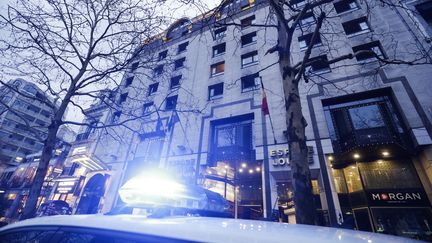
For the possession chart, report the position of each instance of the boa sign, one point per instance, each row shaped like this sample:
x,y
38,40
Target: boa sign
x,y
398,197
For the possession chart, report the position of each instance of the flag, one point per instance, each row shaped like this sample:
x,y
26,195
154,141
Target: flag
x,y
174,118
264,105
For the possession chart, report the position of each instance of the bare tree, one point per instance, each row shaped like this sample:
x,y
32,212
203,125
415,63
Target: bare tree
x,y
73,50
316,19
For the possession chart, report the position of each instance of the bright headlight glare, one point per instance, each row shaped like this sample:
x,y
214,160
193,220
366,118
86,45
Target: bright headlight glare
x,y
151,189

==

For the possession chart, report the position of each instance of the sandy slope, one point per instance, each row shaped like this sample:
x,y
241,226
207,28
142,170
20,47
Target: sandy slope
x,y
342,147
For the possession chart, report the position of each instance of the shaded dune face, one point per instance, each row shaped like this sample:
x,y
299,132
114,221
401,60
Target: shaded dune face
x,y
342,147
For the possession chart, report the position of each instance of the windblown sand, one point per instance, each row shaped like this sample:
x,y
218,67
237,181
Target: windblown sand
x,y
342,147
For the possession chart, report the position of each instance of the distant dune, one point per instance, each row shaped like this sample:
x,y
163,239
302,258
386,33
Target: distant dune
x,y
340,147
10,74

WHAT THE EXERCISE ASKS:
Gather each line in the records above that contains the word "shaped".

COMPLETE RESPONSE:
For the possession chart, report the position of each instance of the boa sign, one point per instance, each row shaped like this sample:
For the possession chart, report the position of each instance of the flag, one point per instance, each row shaped like this sample:
For the possession chart, report the position of each instance of the bare tree, one point per instance, each row shaped like this sample:
For the possession chart, report the position of each instance of the bright headlight glare, one point per instance, each row shaped like this sample:
For the possession chart, report the position of each instance of the sandy slope, one point per instance, each row shaped like this sample:
For the possession chart, report the position of each instance of the shaded dune face, one point per instance, each row shaped like this sample:
For the possession chart, report the position of each instance of the windblown sand, one point per instance, each row shaped like this sample:
For the possession chart, report the position of each instance of the distant dune, one point per instance, each row shaped like this sample:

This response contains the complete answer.